**Description of the task**
Copy out the passage on evanescence in The Tale of Genji word for word.

**Reading text**
━━━━━━━━━━━━━━━━

The theme of evanescence unifies much of the action. Evanescence means, literally, "to dissipate or disappear like vapor," according to The American Heritage Dictionary of the English Language, Third Edition. The characters in The Tale of Genji appreciate beauty to an extreme degree, an aesthetic known in Japan as miyabi. But this appreciation is tempered by an understanding of the impermanence of all things, especially life. The theme of surface phenomenon as illusory repeats itself throughout Buddhist doctrine. It is this prevailing attitude that gives the novel a tone of underlying sorrow, which can be translated into another Japanese term, mono no aware, or, loosely, "the pity of things."

Many characters throughout the novel, with this idea of fleeting human beauty and life in mind, take religious vows. Fujitsubo, Genji's old nurse, Ukifune, and others attempt to leave the material world. Murasaki and Genji seriously consider taking vows, though they ultimately don't follow through. These characters demonstrate their understanding that the time and things of Earth quickly give way. Murasaki depicts Genji as a complex character with a keen awareness of the sorrow of his existence.

━━━━━━━━━━━━━━━━

**Entries shown**

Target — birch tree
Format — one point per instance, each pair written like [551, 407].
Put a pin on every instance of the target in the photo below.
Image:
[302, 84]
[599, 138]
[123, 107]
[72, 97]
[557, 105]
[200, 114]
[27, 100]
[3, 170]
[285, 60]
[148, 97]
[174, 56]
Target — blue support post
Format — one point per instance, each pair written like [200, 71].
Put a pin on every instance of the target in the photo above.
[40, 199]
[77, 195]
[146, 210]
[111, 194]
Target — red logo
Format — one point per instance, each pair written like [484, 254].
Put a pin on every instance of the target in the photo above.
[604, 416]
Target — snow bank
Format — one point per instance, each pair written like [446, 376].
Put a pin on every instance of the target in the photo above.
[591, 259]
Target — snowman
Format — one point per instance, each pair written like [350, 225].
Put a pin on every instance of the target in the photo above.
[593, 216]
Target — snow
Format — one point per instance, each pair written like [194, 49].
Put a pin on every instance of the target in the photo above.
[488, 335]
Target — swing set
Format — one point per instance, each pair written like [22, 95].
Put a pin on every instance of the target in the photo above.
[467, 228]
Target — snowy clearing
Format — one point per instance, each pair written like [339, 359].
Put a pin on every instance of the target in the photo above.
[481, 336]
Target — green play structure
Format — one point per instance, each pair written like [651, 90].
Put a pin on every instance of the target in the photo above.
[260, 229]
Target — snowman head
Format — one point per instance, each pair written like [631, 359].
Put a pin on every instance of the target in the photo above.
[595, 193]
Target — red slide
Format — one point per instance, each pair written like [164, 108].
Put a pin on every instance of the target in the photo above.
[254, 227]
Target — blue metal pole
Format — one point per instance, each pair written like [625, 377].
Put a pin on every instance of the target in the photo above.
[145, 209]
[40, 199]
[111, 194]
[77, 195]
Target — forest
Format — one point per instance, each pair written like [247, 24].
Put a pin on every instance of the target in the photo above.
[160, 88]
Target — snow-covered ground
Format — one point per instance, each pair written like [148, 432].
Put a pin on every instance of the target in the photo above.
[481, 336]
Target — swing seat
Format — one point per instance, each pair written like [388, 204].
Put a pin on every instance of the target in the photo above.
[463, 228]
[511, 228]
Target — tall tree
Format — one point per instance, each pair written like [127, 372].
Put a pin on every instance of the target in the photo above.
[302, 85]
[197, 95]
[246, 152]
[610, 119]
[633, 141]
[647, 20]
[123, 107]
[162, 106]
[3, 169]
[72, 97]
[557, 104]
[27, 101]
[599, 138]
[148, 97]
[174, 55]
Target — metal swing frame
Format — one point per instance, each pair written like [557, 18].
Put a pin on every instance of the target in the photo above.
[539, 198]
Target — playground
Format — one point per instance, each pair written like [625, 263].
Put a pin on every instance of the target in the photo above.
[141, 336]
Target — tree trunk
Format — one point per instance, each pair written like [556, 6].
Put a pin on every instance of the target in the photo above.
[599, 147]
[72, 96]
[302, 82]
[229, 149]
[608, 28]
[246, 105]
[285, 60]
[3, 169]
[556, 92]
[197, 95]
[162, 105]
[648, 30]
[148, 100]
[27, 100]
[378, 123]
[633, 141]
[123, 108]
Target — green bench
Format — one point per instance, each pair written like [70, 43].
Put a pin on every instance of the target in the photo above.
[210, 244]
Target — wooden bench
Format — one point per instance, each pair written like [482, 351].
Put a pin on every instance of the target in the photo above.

━━━━━━━━━━━━━━━━

**Answer to this exercise**
The theme of evanescence unifies much of the action. Evanescence means, literally, "to dissipate or disappear like vapor," according to The American Heritage Dictionary of the English Language, Third Edition. The characters in The Tale of Genji appreciate beauty to an extreme degree, an aesthetic known in Japan as miyabi. But this appreciation is tempered by an understanding of the impermanence of all things, especially life. The theme of surface phenomenon as illusory repeats itself throughout Buddhist doctrine. It is this prevailing attitude that gives the novel a tone of underlying sorrow, which can be translated into another Japanese term, mono no aware, or, loosely, "the pity of things."

Many characters throughout the novel, with this idea of fleeting human beauty and life in mind, take religious vows. Fujitsubo, Genji's old nurse, Ukifune, and others attempt to leave the material world. Murasaki and Genji seriously consider taking vows, though they ultimately don't follow through. These characters demonstrate their understanding that the time and things of Earth quickly give way. Murasaki depicts Genji as a complex character with a keen awareness of the sorrow of his existence.